What is required. Exactly as written, reproduce the lines from the one that contains "Target: maroon knit hat" through the end of the records.

--- Working data ---

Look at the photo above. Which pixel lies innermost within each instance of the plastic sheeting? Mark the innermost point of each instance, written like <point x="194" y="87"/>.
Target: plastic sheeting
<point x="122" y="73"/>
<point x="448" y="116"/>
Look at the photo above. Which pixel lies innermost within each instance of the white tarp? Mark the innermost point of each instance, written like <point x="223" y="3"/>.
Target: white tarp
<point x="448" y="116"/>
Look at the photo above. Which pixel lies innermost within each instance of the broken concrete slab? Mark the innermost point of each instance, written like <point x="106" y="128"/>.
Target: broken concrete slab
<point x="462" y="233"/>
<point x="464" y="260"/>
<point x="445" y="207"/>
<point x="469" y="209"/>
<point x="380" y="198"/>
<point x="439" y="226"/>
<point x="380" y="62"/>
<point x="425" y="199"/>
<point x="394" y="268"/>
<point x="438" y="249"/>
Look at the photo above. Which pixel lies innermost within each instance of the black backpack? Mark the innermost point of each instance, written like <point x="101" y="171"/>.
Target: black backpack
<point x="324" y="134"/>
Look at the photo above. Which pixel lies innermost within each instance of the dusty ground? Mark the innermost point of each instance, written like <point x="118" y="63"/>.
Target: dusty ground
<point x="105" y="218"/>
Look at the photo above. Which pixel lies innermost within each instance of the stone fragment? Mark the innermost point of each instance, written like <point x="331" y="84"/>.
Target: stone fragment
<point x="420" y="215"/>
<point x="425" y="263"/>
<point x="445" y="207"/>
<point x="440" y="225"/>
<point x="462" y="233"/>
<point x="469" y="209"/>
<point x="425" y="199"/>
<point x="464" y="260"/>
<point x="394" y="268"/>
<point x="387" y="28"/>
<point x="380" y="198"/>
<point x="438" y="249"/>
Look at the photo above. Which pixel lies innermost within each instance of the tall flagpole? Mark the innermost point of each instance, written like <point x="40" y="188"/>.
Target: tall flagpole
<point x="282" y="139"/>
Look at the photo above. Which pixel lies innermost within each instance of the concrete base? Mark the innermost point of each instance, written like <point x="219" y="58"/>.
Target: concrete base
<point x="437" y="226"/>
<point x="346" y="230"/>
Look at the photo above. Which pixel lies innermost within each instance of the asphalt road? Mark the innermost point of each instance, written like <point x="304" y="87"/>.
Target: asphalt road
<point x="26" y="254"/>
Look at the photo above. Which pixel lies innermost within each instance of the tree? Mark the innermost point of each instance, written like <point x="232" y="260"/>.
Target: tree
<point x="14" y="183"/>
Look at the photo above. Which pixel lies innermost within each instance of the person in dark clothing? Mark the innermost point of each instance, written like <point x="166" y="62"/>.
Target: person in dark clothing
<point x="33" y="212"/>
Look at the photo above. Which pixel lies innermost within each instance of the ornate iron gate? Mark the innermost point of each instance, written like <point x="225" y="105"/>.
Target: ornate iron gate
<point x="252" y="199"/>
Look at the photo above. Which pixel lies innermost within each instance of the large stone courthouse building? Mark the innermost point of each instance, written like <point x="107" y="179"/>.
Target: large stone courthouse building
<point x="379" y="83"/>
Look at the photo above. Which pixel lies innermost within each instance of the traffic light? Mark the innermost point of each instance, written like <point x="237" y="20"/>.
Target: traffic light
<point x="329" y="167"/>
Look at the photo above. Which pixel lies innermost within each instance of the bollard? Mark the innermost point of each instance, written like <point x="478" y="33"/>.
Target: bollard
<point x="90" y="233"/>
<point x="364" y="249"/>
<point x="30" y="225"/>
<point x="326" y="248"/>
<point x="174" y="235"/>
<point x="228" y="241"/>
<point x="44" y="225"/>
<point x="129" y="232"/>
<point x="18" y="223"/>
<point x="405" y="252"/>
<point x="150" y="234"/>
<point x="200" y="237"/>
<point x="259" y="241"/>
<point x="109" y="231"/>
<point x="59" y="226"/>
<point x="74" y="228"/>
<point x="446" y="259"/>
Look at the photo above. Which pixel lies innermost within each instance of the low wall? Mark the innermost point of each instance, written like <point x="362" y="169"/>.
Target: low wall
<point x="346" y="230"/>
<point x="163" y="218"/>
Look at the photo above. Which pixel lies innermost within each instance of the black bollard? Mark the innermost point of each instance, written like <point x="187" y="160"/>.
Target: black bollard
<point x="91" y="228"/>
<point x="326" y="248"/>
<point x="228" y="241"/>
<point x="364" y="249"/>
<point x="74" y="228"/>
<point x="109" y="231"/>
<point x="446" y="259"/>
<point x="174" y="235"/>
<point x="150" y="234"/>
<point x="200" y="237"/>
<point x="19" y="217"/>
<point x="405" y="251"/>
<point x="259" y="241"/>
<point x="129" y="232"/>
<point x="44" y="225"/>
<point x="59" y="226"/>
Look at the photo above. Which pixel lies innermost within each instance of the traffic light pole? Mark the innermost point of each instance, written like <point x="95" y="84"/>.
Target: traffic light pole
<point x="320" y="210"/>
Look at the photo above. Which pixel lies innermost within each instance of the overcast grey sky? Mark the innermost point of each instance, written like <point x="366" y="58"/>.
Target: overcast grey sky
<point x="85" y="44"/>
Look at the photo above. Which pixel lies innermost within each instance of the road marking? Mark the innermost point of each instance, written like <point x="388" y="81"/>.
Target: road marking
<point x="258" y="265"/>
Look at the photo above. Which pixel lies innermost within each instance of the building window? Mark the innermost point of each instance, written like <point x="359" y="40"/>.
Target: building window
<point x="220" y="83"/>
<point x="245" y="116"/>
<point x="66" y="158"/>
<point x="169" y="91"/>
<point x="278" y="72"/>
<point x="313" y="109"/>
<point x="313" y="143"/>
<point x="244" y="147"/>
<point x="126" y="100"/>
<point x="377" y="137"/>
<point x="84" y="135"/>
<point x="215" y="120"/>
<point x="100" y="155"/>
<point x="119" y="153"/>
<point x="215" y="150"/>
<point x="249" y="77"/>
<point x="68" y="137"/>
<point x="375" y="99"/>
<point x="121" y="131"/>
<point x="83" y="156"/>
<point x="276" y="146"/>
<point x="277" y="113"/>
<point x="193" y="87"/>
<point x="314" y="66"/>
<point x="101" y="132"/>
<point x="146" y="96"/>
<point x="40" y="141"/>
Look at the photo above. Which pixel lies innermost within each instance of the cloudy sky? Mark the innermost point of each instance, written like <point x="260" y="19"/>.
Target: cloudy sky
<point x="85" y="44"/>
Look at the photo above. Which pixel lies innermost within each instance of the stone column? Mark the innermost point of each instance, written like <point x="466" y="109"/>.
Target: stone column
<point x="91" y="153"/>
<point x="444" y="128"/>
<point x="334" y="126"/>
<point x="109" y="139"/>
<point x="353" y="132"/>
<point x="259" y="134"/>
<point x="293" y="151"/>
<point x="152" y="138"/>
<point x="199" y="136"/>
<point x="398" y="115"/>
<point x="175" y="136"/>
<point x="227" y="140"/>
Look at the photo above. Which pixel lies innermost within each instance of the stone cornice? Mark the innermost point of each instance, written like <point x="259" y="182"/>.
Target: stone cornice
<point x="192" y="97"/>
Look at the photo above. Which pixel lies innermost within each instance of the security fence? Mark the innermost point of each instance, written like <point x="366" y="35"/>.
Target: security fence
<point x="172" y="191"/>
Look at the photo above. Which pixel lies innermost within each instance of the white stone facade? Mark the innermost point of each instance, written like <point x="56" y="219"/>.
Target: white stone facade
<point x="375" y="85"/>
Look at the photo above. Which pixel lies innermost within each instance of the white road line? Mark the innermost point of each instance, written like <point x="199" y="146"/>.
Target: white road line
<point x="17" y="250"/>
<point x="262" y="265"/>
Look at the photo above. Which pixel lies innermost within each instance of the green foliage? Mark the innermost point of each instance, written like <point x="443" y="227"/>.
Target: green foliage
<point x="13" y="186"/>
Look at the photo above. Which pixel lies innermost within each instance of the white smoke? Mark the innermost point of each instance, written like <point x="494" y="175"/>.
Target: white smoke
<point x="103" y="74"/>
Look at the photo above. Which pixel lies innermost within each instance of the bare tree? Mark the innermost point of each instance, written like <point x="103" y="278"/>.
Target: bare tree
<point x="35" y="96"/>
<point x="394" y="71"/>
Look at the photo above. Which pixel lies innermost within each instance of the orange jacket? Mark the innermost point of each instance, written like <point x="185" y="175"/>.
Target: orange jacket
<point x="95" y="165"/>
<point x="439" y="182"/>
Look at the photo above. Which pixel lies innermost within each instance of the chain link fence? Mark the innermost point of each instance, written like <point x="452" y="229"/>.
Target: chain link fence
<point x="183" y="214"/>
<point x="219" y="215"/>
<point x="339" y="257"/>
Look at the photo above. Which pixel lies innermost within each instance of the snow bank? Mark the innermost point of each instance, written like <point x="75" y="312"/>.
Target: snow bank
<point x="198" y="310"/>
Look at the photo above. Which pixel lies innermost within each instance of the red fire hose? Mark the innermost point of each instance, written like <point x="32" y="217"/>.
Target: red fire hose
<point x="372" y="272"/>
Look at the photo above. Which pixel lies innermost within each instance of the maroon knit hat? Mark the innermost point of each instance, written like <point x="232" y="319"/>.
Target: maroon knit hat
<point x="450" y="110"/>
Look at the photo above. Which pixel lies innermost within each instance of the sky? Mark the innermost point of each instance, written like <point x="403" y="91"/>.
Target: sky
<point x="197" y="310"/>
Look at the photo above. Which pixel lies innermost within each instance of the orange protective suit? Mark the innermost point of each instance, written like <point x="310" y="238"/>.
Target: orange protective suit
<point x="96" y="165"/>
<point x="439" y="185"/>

---

Solution for this task.
Target: maroon knit hat
<point x="450" y="110"/>
Look at the photo above. Which pixel lies innermost within each instance of the sky? Mark the innermost point of each instance, written like <point x="403" y="91"/>.
Target: sky
<point x="197" y="310"/>
Look at the photo above. Which pixel lies innermost within each instance of the orange protective suit? Mark the innermost point of each instance, written like <point x="310" y="238"/>.
Target: orange protective suit
<point x="96" y="165"/>
<point x="439" y="185"/>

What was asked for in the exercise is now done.